This exercise asks for the records to be retyped exactly as they read.

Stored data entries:

····················

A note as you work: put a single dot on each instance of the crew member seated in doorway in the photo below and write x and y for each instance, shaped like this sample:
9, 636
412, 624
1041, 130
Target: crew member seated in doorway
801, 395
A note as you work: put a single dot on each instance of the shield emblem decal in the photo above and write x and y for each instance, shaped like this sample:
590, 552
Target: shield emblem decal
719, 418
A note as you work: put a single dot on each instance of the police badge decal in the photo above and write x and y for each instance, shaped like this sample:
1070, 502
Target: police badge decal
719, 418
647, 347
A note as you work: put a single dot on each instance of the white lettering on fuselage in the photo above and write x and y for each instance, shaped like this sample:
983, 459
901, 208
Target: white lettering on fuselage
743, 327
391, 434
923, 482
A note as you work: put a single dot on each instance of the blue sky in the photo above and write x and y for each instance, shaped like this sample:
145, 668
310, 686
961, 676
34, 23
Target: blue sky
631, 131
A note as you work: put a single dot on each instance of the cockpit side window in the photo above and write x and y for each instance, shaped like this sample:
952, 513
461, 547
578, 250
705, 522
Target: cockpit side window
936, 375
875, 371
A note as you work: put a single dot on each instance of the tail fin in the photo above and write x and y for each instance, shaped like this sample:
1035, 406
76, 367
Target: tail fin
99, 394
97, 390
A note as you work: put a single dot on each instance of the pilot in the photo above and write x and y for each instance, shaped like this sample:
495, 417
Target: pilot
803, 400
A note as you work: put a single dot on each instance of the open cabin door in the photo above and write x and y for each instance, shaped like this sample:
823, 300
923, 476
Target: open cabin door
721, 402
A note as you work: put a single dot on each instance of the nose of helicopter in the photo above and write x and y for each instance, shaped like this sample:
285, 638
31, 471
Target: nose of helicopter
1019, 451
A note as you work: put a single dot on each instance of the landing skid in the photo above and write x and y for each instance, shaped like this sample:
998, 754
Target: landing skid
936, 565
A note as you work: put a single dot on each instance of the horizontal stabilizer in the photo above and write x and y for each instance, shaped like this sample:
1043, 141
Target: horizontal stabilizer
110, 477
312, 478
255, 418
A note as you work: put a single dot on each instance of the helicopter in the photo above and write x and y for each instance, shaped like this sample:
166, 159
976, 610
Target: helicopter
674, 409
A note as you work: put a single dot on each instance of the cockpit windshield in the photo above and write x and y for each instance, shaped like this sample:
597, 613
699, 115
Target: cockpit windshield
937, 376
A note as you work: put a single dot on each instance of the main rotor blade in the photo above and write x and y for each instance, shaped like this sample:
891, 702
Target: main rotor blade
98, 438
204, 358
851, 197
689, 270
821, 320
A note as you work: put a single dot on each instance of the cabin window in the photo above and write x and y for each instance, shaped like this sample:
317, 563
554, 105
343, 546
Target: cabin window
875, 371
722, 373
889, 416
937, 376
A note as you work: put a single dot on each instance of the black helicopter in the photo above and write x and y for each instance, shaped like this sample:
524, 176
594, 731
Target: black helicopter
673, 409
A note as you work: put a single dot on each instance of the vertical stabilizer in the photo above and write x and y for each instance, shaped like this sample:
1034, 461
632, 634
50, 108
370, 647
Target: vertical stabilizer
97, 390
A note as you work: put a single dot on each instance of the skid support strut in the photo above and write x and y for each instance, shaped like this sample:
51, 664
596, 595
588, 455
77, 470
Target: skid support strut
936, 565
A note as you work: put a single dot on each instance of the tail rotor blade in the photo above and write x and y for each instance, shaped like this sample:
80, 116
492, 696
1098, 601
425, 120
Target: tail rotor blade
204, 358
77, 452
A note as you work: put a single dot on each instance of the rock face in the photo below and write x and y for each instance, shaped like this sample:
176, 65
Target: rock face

····················

## Response
A note as you work: put a single dot on each instance of the crew member seated in doorway in the photo below and write x and y for each instance, shaped like this sample:
9, 636
412, 624
1041, 130
Target: crew member seated in doorway
801, 395
A note as you work: put a single dot on each instance of the shield emblem decal in the photo above and write x and y for each instance, shaped like this sample:
590, 552
Target: shield emblem decal
719, 418
A note as you work: put a single dot on each instance of the police badge decal in the photo above and write x and y for each instance, shaped like this sample:
1070, 502
Target: police badge decal
719, 418
647, 347
A note as you work: put a single dot on each instance of the white lettering on fuselage in the photo above and write x and y for each instance, shaped like this sample:
983, 459
901, 208
Target: white lettering on fuselage
743, 327
391, 434
923, 482
A note as you work: put a single dot on each instance of the blue sky in the photo above and write x and y for each instance, shaped like this sample:
145, 668
310, 686
961, 676
34, 23
Target: blue sky
631, 131
A note as you work: put a single dot on each instance of the cockpit side window in the photo above and write x and y for each instance, shaped like this sample:
952, 513
461, 547
578, 250
705, 522
Target: cockpit side window
936, 375
875, 371
A note as you work: put a single dot on each instance of the tail fin in the photo above and write x and y for each instance, shaped like this sample:
1035, 406
76, 367
Target: tail fin
99, 394
97, 390
A note as you work: put a single dot on each instance of the pilot in the photo above and write x and y for each instance, shaped like this sample:
495, 417
Target: pilot
803, 400
A note as you work: put a single dot on each instance of the open cabin door in the photo above and write x and y for each instance, shaped like this sample:
823, 300
923, 476
Target: open cabin door
721, 402
A note as you work: put a single dot on each instance of the nose of helicopter in the photo above and write x and y for each instance, shaped like this sample:
285, 638
31, 471
Target: nose of helicopter
1019, 451
A note as you work: put a single dot on each instance of the landing skid in the photo above and write x and y for each instance, shaped like this sample:
998, 754
Target: landing skid
936, 565
A note as you work: put a single dot on each instance of the horizontal stabilizer in the photo above and write x and y for each instance, shaped like this sample:
1043, 141
Target: horizontal stabilizer
110, 477
312, 478
255, 418
A note as you work: put a single dot on each instance of the helicopter in the photo above and write x and y for each instance, shaped like this sample:
166, 159
976, 610
Target: helicopter
674, 409
A note as you work: put a single dot on each instance of the cockpit windshield in the photo above and write x and y for each instance, shaped like this sample:
597, 613
699, 115
Target: cockpit windshield
937, 376
A note as you work: put a single dot on each instance of the main rotor blade in the photo above and write x and y for each instance, shaped like this sample:
891, 702
Target: main rotor blade
98, 438
204, 358
851, 197
689, 270
821, 320
A note as you work: put a single dot on each instance of the cabin window in the photo above and write x and y for each instance, shaped like this sample:
317, 563
554, 105
343, 546
Target: cabin window
875, 371
722, 373
889, 416
937, 376
A note as you work: put a single dot on each instance of the black helicopter in the photo above and write x and y for each instance, shaped like this sample:
524, 176
594, 731
Target: black helicopter
673, 409
A note as you work: put a single dot on each instance of the vertical stabilizer in the photo above and write x and y for each instance, shaped like this sample:
1034, 461
632, 634
50, 108
370, 647
Target: vertical stabilizer
97, 390
A note as you work: put a single dot on each instance of the skid support strut in the photo above and write x and y for each instance, shaped like this sample:
51, 664
596, 595
588, 455
77, 470
Target: skid support strut
936, 565
A note as you work: put a single dot on each instance of the tail rotor blade in the photo above and write x and y for each instance, shaped like this sample:
80, 116
492, 696
1098, 601
425, 120
Target: tail rotor blade
204, 358
77, 452
A note as you work: put a single dot on each instance of the rock face in the photo below and write x and y for each instance, shaped like this sample:
176, 65
Target: rock face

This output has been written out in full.